• **Page**
****************
Interview (Part 4): Byron Hamel

My interview with the 2021 Nicholl Fellowships in Screenwriting winner.

Interview (Part 4): Byron Hamel
Writer-director Phil Lord with Byron Hamel

My interview with the 2021 Nicholl Fellowships in Screenwriting winner.

Byron Hamel wrote the original screenplay “Shade of the Grapefruit Tree” which won a 2021 Nicholl Fellowship in Screenwriting. Recently, I had the opportunity to chat with Byron about his creative background, his award-winning script, the craft of screenwriting, and what winning the Nicholl Award has meant to him.

Today in Part 4 of a 6 part series to run each day through Saturday, Byron discusses the role of robots as a central narrative element in his Nicholl-winning script.

Scott: I’d like to talk about this Felicia character. I found her quite engaging. I was so happy that Jamie found her because I felt like here’s a mentor, at least someone that could see this kid, not only taking care of them in the grapefruit way of sustenance, but also in the shade way providing some protection.
At first, more intellectual to engage him to think beyond himself, and this whole thing about science fiction, but she’s such an engaging character because she’s got her own backstory, too. I thought this was intriguing, this robots thing. She says:
“For starters, you got the three laws of robotics, and the first one, don’t hurt people.”
And I thought, “Wow.” If you look at that in terms of Jamie’s life experience, that is a wholly different meaning than what you would write. Maybe we could start there and talk about the robotics in having multiple layers of meaning in regard to Jamie’s life.
Byron: Jamie is me. And the laws of robotics have been important to me in regard to my life because I want to beat the violence. I don’t want to be a violent person, but I recognize that I am programmed to be one. I was raised by a child murderer. A brutal one. But I always considered people who are violent in practice to be inferior beings. Unless their goal is protection.
I’m a martial artist. I love martial arts, and I love fighting in an appropriate place. Because I am naturally violent and violent by conditioning. That can be a beautiful quality when used wisely. My kids and girlfriend feel very safe around me, for example, because anybody who wants to hurt them will have to go through me, and they know that I’ll die for them, but that I’m skilled enough to avoid dying. Protecting them is not even a choice for me. They come first. In that way, my violence is beautiful to me. I have rewritten this horrific thing that happened to me into a code that is beautiful for others using the laws of robotics.
****************
• **Source excerpt**
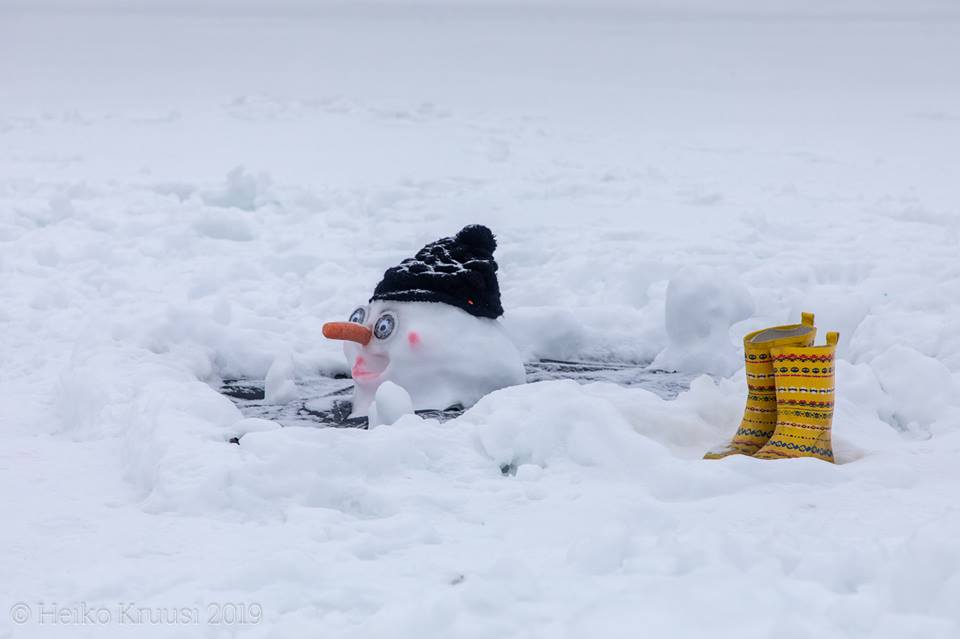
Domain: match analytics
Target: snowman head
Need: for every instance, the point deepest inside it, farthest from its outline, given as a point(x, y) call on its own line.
point(431, 327)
****************
• **Given problem**
In the interview, what original screenplay won Byron Hamel a 2021 Nicholl Fellowship in Screenwriting?

• **Answer in full**
“Shade of the Grapefruit Tree”